__TASK ITEM__: If a line below holds the word "rough", count it; then say how many such lines there are and nothing else.

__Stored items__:
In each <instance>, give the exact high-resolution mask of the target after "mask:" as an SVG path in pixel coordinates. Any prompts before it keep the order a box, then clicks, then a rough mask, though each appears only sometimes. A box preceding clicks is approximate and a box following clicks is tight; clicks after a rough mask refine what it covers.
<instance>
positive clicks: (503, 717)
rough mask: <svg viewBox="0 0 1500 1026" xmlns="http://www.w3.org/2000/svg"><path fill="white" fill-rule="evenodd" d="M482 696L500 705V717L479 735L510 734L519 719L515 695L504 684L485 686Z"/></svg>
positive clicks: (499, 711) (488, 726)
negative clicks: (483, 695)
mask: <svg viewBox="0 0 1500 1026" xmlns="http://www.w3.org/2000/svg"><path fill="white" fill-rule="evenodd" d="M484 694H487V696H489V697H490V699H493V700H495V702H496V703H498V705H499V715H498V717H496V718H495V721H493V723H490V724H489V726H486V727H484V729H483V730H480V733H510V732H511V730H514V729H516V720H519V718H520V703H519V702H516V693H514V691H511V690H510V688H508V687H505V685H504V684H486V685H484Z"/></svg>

__ANSWER BOX__: 2